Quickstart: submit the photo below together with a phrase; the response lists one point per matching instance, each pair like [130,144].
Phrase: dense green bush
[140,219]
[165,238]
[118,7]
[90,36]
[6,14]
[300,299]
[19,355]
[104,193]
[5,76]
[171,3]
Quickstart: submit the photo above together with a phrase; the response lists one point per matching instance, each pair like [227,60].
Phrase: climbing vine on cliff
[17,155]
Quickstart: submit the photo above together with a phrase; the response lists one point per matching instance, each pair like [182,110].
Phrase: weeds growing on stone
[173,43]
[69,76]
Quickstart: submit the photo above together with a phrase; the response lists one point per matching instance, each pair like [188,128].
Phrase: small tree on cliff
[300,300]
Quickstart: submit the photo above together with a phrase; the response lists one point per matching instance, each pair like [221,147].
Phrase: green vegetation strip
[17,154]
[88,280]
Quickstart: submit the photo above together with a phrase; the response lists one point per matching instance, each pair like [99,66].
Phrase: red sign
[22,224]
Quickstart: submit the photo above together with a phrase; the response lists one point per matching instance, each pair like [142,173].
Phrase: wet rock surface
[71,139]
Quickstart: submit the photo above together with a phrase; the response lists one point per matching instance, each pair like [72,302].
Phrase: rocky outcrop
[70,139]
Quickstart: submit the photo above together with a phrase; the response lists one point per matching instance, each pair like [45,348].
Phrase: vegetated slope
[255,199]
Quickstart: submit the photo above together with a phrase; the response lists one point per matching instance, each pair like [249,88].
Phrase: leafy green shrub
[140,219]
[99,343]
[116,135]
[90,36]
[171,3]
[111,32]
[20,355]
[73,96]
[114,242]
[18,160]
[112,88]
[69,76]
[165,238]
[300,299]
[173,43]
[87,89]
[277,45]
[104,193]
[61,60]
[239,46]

───

Task to complete -> Return all of the data word for word.

Reply to the exercise ->
Quickstart: submit the photo below together with a phrase; the response lists one point per matching instance, each pair like [130,144].
Phrase: dense green bush
[140,219]
[165,238]
[118,7]
[90,36]
[6,14]
[300,299]
[19,355]
[104,193]
[5,76]
[171,3]
Quickstart: submit the photo above together with a phrase; the response lists one point per matching instance, each pair like [227,60].
Phrase: climbing vine on cliff
[17,155]
Quickstart: submit the photo above together with a phrase; the response lists one point per matching instance, each pair like [182,110].
Phrase: weeds growing on stone
[173,43]
[69,76]
Quickstart: submit the photo above together with a phrase; the response lists one point per matching instance, each pair like [188,128].
Phrase: small tree on cliff
[300,300]
Quickstart: submit the photo above together with a phrase; the response lists one point per matching instance, each pair like [221,147].
Phrase: green vegetation strip
[17,154]
[88,280]
Quickstart: submit the photo above together with a phrase; the response lists one point per matching instance, each pair like [99,66].
Phrase: red sign
[22,224]
Quickstart: submit the photo above together with a phrase; the response lists one point per matching instance, each pair like [142,173].
Phrase: wet rock surface
[71,139]
Quickstart: submit the photo above together with a phrase; the response lists one point per matching instance, each pair like [72,302].
Phrase: rocky outcrop
[70,139]
Quickstart: submit the photo above together with a phrase; the response lists one point per matching instance, each pair like [45,348].
Phrase: vegetated slope
[255,199]
Quickstart: submit the photo above together with a phrase; the response lists one point per matching instance, each pair like [249,88].
Phrase: leafy green shrub
[140,219]
[99,343]
[116,135]
[90,36]
[171,3]
[111,32]
[20,355]
[73,96]
[114,242]
[18,160]
[112,88]
[69,76]
[165,238]
[300,299]
[173,43]
[87,89]
[277,45]
[104,193]
[61,60]
[239,46]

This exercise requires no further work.